* Data in this exercise
•••••

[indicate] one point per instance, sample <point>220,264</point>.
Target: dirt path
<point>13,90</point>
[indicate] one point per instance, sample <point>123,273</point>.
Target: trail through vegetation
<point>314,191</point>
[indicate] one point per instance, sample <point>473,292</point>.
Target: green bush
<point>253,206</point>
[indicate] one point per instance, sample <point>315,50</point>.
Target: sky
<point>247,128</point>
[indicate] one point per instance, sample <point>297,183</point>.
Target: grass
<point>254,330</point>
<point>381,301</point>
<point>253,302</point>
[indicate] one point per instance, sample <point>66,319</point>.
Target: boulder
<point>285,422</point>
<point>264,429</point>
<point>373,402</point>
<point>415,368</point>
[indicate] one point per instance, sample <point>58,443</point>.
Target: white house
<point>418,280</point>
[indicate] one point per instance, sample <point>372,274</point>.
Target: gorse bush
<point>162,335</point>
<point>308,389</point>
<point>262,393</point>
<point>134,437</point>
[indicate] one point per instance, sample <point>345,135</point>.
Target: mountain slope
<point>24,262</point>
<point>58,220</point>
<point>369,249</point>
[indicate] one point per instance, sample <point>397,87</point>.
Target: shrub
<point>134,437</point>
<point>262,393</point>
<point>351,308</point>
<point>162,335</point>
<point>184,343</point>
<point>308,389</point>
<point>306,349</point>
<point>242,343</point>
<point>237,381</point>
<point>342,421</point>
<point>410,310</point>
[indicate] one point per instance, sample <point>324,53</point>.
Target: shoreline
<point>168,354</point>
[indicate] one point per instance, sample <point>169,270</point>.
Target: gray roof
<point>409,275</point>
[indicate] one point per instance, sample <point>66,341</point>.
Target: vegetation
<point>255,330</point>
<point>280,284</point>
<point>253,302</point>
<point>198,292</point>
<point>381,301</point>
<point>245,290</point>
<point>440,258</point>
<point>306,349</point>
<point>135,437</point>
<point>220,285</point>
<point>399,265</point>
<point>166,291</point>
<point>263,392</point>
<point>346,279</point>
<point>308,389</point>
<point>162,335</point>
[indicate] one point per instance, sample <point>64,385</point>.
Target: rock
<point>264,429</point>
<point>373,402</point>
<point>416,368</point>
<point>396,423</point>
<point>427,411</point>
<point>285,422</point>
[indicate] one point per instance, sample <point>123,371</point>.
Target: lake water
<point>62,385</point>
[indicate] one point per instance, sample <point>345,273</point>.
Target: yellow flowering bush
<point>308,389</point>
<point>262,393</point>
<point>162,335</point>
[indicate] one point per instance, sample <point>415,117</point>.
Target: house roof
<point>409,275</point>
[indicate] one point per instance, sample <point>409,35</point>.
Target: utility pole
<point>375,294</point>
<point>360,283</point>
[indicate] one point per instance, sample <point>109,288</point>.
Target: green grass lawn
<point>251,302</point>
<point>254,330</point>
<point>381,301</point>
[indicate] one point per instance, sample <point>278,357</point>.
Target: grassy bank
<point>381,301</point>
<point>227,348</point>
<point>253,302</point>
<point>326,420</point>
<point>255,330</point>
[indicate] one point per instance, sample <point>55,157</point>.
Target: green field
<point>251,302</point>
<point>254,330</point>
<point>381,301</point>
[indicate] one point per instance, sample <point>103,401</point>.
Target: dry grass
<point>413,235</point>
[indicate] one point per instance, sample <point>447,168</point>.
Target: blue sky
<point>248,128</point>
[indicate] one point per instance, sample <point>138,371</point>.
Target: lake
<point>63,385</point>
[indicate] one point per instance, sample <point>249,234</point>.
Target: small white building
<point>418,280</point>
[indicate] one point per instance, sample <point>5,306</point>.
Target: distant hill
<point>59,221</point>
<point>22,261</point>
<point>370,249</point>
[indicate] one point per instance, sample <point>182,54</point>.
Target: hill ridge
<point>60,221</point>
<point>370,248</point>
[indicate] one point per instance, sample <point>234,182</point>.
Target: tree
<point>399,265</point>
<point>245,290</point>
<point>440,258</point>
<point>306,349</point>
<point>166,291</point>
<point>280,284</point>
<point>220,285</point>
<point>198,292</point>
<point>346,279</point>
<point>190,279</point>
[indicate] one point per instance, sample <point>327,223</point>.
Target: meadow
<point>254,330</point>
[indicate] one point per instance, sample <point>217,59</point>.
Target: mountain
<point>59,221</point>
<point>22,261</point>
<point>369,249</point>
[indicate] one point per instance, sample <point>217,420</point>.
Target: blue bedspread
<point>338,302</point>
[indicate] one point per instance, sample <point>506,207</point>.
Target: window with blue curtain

•••••

* Work to be completed
Please copy all of the records above word for word, keeping every line and its order unchanged.

* Completed task
[indicate] one point per instance, sample <point>220,264</point>.
Target: dirt path
<point>13,90</point>
[indicate] one point per instance, sample <point>123,273</point>.
Target: trail through vegetation
<point>314,191</point>
[indicate] one point per instance, sample <point>473,292</point>.
Target: green bush
<point>253,206</point>
[indicate] one point per instance, sample <point>315,50</point>.
Target: sky
<point>247,128</point>
[indicate] one point per instance, sample <point>297,183</point>.
Target: grass
<point>254,330</point>
<point>381,301</point>
<point>253,302</point>
[indicate] one point per instance, sample <point>66,319</point>.
Target: boulder
<point>285,422</point>
<point>264,429</point>
<point>373,402</point>
<point>415,368</point>
[indicate] one point per instance, sample <point>58,443</point>.
Target: white house
<point>418,280</point>
[indicate] one point per instance, sample <point>372,274</point>.
Target: gorse bush
<point>162,335</point>
<point>308,389</point>
<point>262,393</point>
<point>134,437</point>
[indicate] one point per instance, sample <point>345,135</point>.
Target: mountain slope
<point>24,262</point>
<point>58,220</point>
<point>369,249</point>
[indicate] one point per instance, sample <point>397,87</point>.
Target: shrub
<point>134,437</point>
<point>262,393</point>
<point>351,308</point>
<point>162,335</point>
<point>184,343</point>
<point>308,389</point>
<point>306,349</point>
<point>242,343</point>
<point>237,381</point>
<point>342,421</point>
<point>410,310</point>
[indicate] one point per instance, sample <point>324,53</point>.
Target: shoreline
<point>168,354</point>
[indicate] one point per instance, sample <point>169,270</point>.
Target: gray roof
<point>409,275</point>
[indicate] one point per instance, sample <point>66,341</point>.
Target: vegetation
<point>255,330</point>
<point>280,284</point>
<point>253,302</point>
<point>198,292</point>
<point>381,301</point>
<point>245,290</point>
<point>440,258</point>
<point>306,349</point>
<point>135,437</point>
<point>220,285</point>
<point>399,265</point>
<point>166,291</point>
<point>263,392</point>
<point>346,279</point>
<point>308,389</point>
<point>162,335</point>
[indicate] one point per instance, sample <point>64,385</point>.
Target: rock
<point>264,429</point>
<point>373,402</point>
<point>416,368</point>
<point>396,423</point>
<point>427,411</point>
<point>285,422</point>
[indicate] one point per instance, sample <point>123,371</point>.
Target: lake water
<point>62,385</point>
[indicate] one point per instance, sample <point>345,273</point>.
Target: yellow flowering bush
<point>308,389</point>
<point>262,393</point>
<point>162,335</point>
[indicate] one point per instance, sample <point>415,117</point>.
Target: house roof
<point>409,275</point>
[indicate] one point per instance, sample <point>409,35</point>.
Target: utility pole
<point>375,294</point>
<point>360,283</point>
[indicate] one point per instance, sample <point>109,288</point>.
Target: green grass lawn
<point>251,302</point>
<point>254,330</point>
<point>381,301</point>
[indicate] one point per instance, sample <point>278,357</point>.
Target: grassy bank
<point>381,301</point>
<point>227,348</point>
<point>253,302</point>
<point>326,420</point>
<point>255,330</point>
[indicate] one point per instance, sample <point>55,157</point>.
Target: green field
<point>251,302</point>
<point>254,330</point>
<point>381,301</point>
[indicate] one point per instance, sample <point>103,401</point>.
Target: dry grass
<point>413,235</point>
[indicate] one point per instance, sample <point>447,168</point>.
Target: blue sky
<point>248,128</point>
[indicate] one point per instance, sample <point>138,371</point>.
Target: lake
<point>63,385</point>
[indicate] one point per instance, sample <point>249,234</point>.
Target: small white building
<point>418,280</point>
[indicate] one point per instance, sample <point>5,306</point>.
Target: distant hill
<point>59,221</point>
<point>22,261</point>
<point>370,249</point>
[indicate] one point per instance, sample <point>182,54</point>.
Target: hill ridge
<point>60,221</point>
<point>370,248</point>
[indicate] one point per instance, sample <point>234,182</point>.
Target: tree
<point>399,265</point>
<point>245,290</point>
<point>440,258</point>
<point>306,349</point>
<point>166,291</point>
<point>280,284</point>
<point>220,285</point>
<point>198,292</point>
<point>346,279</point>
<point>190,279</point>
[indicate] one point per instance, sample <point>327,223</point>.
Target: meadow
<point>254,330</point>
[indicate] one point per instance, sample <point>217,59</point>.
Target: mountain
<point>59,221</point>
<point>22,261</point>
<point>369,249</point>
[indicate] one point per instance, sample <point>217,420</point>.
Target: blue bedspread
<point>338,302</point>
[indicate] one point per instance, sample <point>506,207</point>.
Target: window with blue curtain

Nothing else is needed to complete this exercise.